Copy everything in the listing from the line containing "534, row 194." down to the end of the listing, reproducing each line unchanged.

**Data extract**
========================

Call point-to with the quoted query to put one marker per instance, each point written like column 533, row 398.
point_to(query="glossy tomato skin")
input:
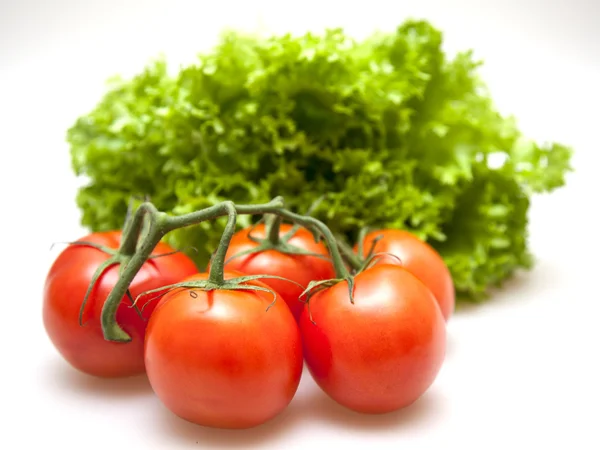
column 66, row 284
column 419, row 258
column 219, row 359
column 301, row 269
column 381, row 353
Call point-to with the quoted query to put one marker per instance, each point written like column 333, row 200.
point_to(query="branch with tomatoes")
column 225, row 347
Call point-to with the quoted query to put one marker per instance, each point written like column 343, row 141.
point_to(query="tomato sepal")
column 237, row 283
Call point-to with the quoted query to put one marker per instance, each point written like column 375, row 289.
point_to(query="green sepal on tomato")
column 301, row 260
column 403, row 248
column 79, row 338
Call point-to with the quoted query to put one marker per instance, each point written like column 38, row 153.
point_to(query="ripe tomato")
column 420, row 259
column 299, row 268
column 84, row 347
column 380, row 353
column 220, row 359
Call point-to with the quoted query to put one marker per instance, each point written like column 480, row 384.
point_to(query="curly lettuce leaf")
column 392, row 130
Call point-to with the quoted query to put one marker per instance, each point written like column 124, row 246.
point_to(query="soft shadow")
column 323, row 408
column 312, row 406
column 63, row 376
column 191, row 433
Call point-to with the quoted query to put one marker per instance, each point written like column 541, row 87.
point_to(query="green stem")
column 217, row 266
column 310, row 222
column 353, row 259
column 362, row 234
column 159, row 225
column 133, row 228
column 273, row 230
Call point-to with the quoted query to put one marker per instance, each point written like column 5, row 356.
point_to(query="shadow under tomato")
column 323, row 408
column 63, row 376
column 223, row 438
column 312, row 405
column 521, row 286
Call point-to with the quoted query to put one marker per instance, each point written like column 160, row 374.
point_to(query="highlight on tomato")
column 418, row 257
column 227, row 357
column 288, row 252
column 379, row 351
column 75, row 329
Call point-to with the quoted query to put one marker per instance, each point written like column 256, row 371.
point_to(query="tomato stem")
column 273, row 230
column 217, row 266
column 135, row 249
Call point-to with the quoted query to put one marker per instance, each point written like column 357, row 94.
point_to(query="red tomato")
column 84, row 347
column 380, row 353
column 420, row 259
column 220, row 359
column 301, row 269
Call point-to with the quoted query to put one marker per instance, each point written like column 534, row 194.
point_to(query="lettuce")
column 392, row 130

========================

**Exercise output**
Call point-to with the quoted query to put one marker per instance, each point written like column 534, row 194.
point_to(query="lettuce")
column 392, row 130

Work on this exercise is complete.